Article.
--------------------------------------------------
But tending to his post-pitch routine while watching the game on a television in the bowels of Busch Stadium, Montgomery had expectations from the moment the Cardinals’ lone 2023 All-Star stepped into the box to face Marlins lefty A.J. Puk with runners on first and third.

In a one-strike count, Arenado rifled a belt-high fastball on a line into the left field stands to cement St. Louis’ fourth consecutive win in walk-off fashion, 5-2 over the Marlins.

“I think everybody kind of had a little feeling it was going to happen,” Montgomery grinned.

Everybody, perhaps, except Marlins manager Skip Schumaker.

Despite being in the dugout for a number of Arenado’s thunderous swings against left-handed pitching as the Cardinals bench coach last season, Schumaker elected to have Puk face Arenado head-on.

The only run that mattered stood 90 feet away at third, so with second base open, it seemed like a plausible scenario to intentionally pass the slugger whose .979 lifetime OPS against lefties was sure to come into play. But with a resurgent Willson Contreras on deck, Schumaker let the chips fall against Arenado instead.

“Yeah, you consider it,” Schumaker said of whether he gave thought to an intentional walk. “Willson’s 1-for-2 against Puk. So I know the numbers. Maybe if he was behind in the count 2-0, that type of thing, I walk him.

“Hindsight, of course, if you knew he was going hit a home run, then yeah, you’d love to walk him now.”

Arenado’s 21st home run of the season was his first of the walk-off variety as a Cardinal. It elevated his RBI count to 71, which ranks second behind only Matt Olson on the NL leaderboard.

“He’s a joke, man,” Cardinals manager Oli Marmol marveled at Arenado. “He feels really good about where he’s at and right now he’s doing whatever he wants at the plate. It’s impressive. To have him up right there, you have a pretty good feeling that the game’s going to be over.”

The three-run shot punctuated another hard-fought win for the Cardinals as the team benefitted from six innings of one-run baseball from Montgomery followed by gritty performances out of the St. Louis bullpen.
--------------------------------------------------
Collected data.
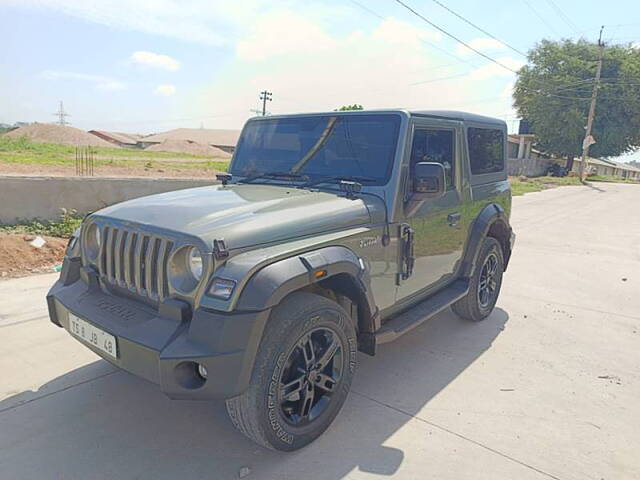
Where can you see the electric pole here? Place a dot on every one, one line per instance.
(61, 114)
(264, 96)
(588, 139)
--------------------------------------------------
Requests.
(a) Summarize the article on Arenado's walk-off home run against the Marlins in two sentences.
(b) Continue the article on Arenado's walk-off home run against the Marlins, picking up after its final sentence.
The material comes from a separate source.

Answers for the tasks.
(a) Arenado hit a three-run walk-off home run off Marlins lefty A.J. Puk, giving the Cardinals a 5-2 win and their fourth straight victory, after Marlins manager Skip Schumaker chose not to walk him intentionally with Willson Contreras on deck. The homer was Arenado's 21st of the season and his first walk-off as a Cardinal, and it raised his RBI total to 71 and capped a win in which Montgomery pitched six innings of one-run baseball.

(b)
In a 2-2 game in the top of the ninth, Jordan Hicks backed himself into a corner by putting runners on first and third with nobody out for arguably the best contact hitter in the game, Luis Arraez. But following the example of Chris Stratton, who struck out Arraez with a backfoot slider in the seventh inning, Hicks dropped one off the table in the ninth to fan the Miami second baseman and keep the hope for a clean inning alive.

It was the first multi-strikeout game of the year for Arraez, who entered the day hitting .378.

“I feel like I had him,” Hicks stated plainly. “If I executed my sliders, I had him. I think he was really looking heater. Because he’s put good contact on it (recently)... Just changing it up on a good hitter like that. Sliders, four-seamer, sinker⁠—he’s seen it all now so I’ve got another thing in my back pocket if I face him again.”

After retiring Arraez, Hicks cleanly fielded a comebacker and threw a strike home to Contreras in time to cut down Jon Berti at the plate for the second out before fanning Garrett Cooper to escape the ninth unharmed.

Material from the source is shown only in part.